*TASK TO COMPLETE*: Please print the records below exactly as they are.

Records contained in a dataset
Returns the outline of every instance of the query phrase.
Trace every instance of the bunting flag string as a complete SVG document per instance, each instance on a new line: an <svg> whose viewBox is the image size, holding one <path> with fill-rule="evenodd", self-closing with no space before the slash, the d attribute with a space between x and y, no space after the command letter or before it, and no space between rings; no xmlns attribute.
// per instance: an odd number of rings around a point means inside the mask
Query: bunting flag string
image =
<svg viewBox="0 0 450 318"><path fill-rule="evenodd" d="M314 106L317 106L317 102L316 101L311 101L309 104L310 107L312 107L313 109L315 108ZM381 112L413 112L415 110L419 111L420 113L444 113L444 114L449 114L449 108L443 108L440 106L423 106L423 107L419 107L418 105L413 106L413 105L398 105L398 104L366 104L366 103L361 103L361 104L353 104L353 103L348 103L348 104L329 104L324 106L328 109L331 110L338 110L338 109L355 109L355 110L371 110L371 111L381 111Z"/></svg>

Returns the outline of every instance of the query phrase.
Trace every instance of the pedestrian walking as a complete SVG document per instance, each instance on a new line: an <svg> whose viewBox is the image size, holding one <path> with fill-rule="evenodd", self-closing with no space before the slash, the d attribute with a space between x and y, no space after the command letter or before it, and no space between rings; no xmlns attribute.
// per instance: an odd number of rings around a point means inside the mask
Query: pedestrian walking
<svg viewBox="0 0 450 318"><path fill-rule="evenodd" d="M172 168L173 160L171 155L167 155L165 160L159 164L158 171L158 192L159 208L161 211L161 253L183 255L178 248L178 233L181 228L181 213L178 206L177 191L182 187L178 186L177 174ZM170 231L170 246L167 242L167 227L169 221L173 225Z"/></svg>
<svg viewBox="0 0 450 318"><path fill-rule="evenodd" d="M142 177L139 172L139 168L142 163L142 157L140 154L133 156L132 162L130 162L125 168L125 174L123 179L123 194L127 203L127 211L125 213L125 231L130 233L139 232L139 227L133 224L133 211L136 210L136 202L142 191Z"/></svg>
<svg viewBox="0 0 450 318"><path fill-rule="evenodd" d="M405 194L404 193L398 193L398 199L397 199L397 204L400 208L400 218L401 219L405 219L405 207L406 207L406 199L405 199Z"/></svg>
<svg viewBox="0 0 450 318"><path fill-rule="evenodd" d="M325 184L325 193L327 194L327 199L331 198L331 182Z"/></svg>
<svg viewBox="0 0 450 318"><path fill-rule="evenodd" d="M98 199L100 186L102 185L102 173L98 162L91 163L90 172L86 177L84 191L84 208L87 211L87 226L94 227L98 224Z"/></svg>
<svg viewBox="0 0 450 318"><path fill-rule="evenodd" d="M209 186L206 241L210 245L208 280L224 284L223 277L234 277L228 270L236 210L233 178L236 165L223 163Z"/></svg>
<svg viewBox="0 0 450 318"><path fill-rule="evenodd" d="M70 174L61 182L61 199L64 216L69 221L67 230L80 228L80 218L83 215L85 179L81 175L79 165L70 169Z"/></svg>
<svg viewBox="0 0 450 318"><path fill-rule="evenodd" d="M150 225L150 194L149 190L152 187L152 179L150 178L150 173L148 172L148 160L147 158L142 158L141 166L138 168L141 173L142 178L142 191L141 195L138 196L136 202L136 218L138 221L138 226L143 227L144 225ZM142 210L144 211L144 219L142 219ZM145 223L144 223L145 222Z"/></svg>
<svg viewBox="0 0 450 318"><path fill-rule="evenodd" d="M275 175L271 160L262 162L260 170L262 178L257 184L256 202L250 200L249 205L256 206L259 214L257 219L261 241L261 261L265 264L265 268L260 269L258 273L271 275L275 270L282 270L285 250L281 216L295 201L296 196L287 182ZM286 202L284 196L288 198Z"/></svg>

*TASK ANSWER*:
Returns the outline of every instance of the query phrase.
Trace every instance of the bunting flag string as a complete SVG document per instance, each instance on a new line: an <svg> whose viewBox is the image size, holding one <path> with fill-rule="evenodd", self-closing with no space before the slash, the d attribute with a space between x and y, no space after the command letter or before it, and no space between rings; no xmlns attribute.
// per instance: an odd number of rings around a point means inside the mask
Query: bunting flag string
image =
<svg viewBox="0 0 450 318"><path fill-rule="evenodd" d="M314 106L317 106L317 102L316 101L311 101L309 104L310 107L312 107L313 109L315 108ZM381 112L413 112L415 110L419 111L420 113L444 113L444 114L449 114L449 108L443 108L440 106L423 106L423 107L419 107L418 105L413 106L413 105L398 105L398 104L366 104L366 103L361 103L361 104L353 104L353 103L348 103L348 104L329 104L324 106L328 109L331 110L338 110L338 109L355 109L355 110L371 110L371 111L381 111Z"/></svg>

Returns the outline of every instance of the query phrase.
Trace every instance of the pedestrian walking as a complete SVG document per instance, each instance on a new line: an <svg> whose viewBox is the image size, holding one <path> with fill-rule="evenodd", self-closing with no space before the slash, the d attribute with a space between x and y, no space after the command letter or before it, and no space between rings; no xmlns attribute.
// per instance: an odd number of rings around a point means inside the mask
Query: pedestrian walking
<svg viewBox="0 0 450 318"><path fill-rule="evenodd" d="M172 168L173 160L171 155L167 155L165 160L159 164L158 171L158 192L159 208L161 211L161 253L183 255L178 248L178 233L181 228L181 213L178 206L177 191L182 187L178 186L177 174ZM170 231L170 246L167 242L167 227L169 221L173 225Z"/></svg>
<svg viewBox="0 0 450 318"><path fill-rule="evenodd" d="M142 177L139 172L139 168L142 163L142 157L140 154L133 156L132 162L130 162L125 168L125 174L123 179L123 194L127 203L127 211L125 213L125 231L130 233L139 232L139 227L133 224L133 211L136 210L136 202L142 191Z"/></svg>
<svg viewBox="0 0 450 318"><path fill-rule="evenodd" d="M405 194L404 193L398 193L398 199L397 199L397 204L400 208L400 218L401 219L405 219L405 207L406 207L406 199L405 199Z"/></svg>
<svg viewBox="0 0 450 318"><path fill-rule="evenodd" d="M325 184L325 193L327 194L327 199L331 198L331 182Z"/></svg>
<svg viewBox="0 0 450 318"><path fill-rule="evenodd" d="M98 199L100 186L102 185L102 173L98 162L91 163L90 172L86 177L84 191L84 208L87 211L87 226L94 227L98 224Z"/></svg>
<svg viewBox="0 0 450 318"><path fill-rule="evenodd" d="M209 186L206 241L210 245L208 280L224 284L223 277L234 277L228 270L236 210L233 178L236 165L223 163Z"/></svg>
<svg viewBox="0 0 450 318"><path fill-rule="evenodd" d="M70 174L61 182L61 199L64 216L69 221L67 230L80 228L80 218L83 215L85 179L81 175L79 165L70 169Z"/></svg>
<svg viewBox="0 0 450 318"><path fill-rule="evenodd" d="M150 225L150 194L149 190L152 187L152 179L150 178L150 173L148 172L148 160L147 158L142 158L141 166L138 168L141 173L142 178L142 191L141 195L138 196L136 202L136 218L138 221L138 226L143 227L144 225ZM142 210L144 211L144 219L142 219ZM145 223L144 223L145 222Z"/></svg>
<svg viewBox="0 0 450 318"><path fill-rule="evenodd" d="M275 175L271 160L262 162L260 170L262 178L257 184L256 202L250 200L249 205L256 206L259 214L257 219L261 241L261 261L265 264L265 268L260 269L258 273L271 275L275 270L282 270L285 250L281 216L295 201L296 196L287 182ZM286 202L284 196L288 198Z"/></svg>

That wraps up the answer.